ZU LÖSENDE AUFGABE
Gib die Zeilen von der Zeile mit „Final verification step: confirm the presence of cyclist“ bis zur Zeile mit „[293,293,343,436]“, beide eingeschlossen, als nummerierte Liste aus. Leerzeilen lässt du weg.
___ DATENSÄTZE
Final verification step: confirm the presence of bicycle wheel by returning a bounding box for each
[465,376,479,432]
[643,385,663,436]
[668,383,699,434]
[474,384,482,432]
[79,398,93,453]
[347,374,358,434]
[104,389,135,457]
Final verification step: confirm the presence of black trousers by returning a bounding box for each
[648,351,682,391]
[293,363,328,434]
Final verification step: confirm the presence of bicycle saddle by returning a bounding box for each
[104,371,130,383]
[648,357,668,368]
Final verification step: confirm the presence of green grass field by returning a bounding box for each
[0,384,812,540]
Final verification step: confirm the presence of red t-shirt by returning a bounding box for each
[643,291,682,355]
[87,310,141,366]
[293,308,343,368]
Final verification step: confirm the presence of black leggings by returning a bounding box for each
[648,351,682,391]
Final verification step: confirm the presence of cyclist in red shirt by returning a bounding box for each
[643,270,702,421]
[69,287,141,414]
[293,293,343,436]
______
___ DATENSÄTZE
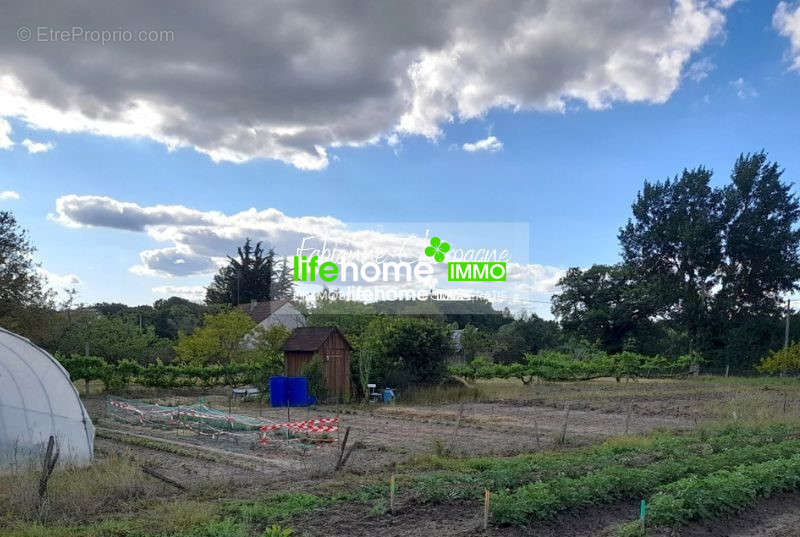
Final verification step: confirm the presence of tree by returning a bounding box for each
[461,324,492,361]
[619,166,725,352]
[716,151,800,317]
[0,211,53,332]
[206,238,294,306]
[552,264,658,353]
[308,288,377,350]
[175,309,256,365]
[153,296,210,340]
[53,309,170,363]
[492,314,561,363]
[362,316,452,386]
______
ERGEBNIS
1. Final verification step: confirm the presence of cyclist in red shirt by returning a bounding box for each
2. [643,270,702,421]
3. [69,287,141,414]
4. [293,293,343,436]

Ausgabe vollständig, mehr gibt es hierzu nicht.